>> Begin Selected extract
Magic for Beginners
by Claudia R. Dillaire
The ancient Egyptians had a different spin on prosperity, and it
requires a change in thinking. Prosperity was not individual, though
they did have upper and lower classes. Prosperity was
agriculturally-based, so if the crops thrived, everyone benefited; if
they failed, it affected everyone. So, how can a modern practitioner
approach Egyptian prosperity magic? Simply put, light a black candle.
Black, really? For the ancient Egyptians, black symbolized fertility
and abundance. It was the color of the earth laid down by the annual
inundation. Fertile soil meant abundant harvests; in ancient Egypt,
that meant prosperity. Other colors appropriate for Egyptian
prosperity: green and white. Green symbolized the lush vegetation that
grew around the river and in the Delta. White was the skin of Osiris,
god of the Underworld, and he was associated with rebirth and
Items of great value to a desert people were water, wood, and tree
resins. The Nile aided in trade and moving materials and people. Ebony
and cedarwood were treasures few could afford. And, even the Bible
attests to the value of tree resins; frankincense and myrrh were two of
the gifts brought to the Christ child. What about gold? Gold was
plentiful, as evidenced by the many artifacts found that were crafted
in gold, though silver was a more scarce commodity.
>> End Selected extract
>> Begin Data segment
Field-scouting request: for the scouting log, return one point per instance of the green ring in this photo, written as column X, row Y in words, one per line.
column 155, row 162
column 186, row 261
>> End Data segment
## What to do:
1) Say whether each statement agrees with the passage on Egyptian prosperity magic, answering yes or no and quoting the words of the passage that decide it. (a) The ancient Egyptians associated the color black with fertility and abundance. (b) Silver was more plentiful than gold in ancient Egypt. (c) Prosperity in ancient Egypt was understood as an individual matter.
2) Carry on with the passage on Egyptian prosperity magic from its final sentence, in the same voice.

## The answers:
1)
(a) Yes: "For the ancient Egyptians, black symbolized fertility and abundance."
(b) No: "Gold was plentiful, as evidenced by the many artifacts found that were crafted in gold, though silver was a more scarce commodity."
(c) No: "Prosperity was not individual, though they did have upper and lower classes."

2)
Prosperity had nothing to do with money in ancient Egypt, since it had
not yet been invented. The Greeks introduced coinage to the Egyptians
during their occupation of the land. So, a wealthy man in Egypt did not
possess caches of gold and silver, but he might show off his wealth
with beautifully crafted jewelry and furniture of imported wood.
So, what does this have to do with prosperity today? If one wishes to
practice Egyptian magic, one must understand where their spells came
from. Approaching Egyptian magic is not like other traditional paths;
Egyptian magic is more forceful, filled with threats and curses to the
gods, and definitely, the spells are written from a great need.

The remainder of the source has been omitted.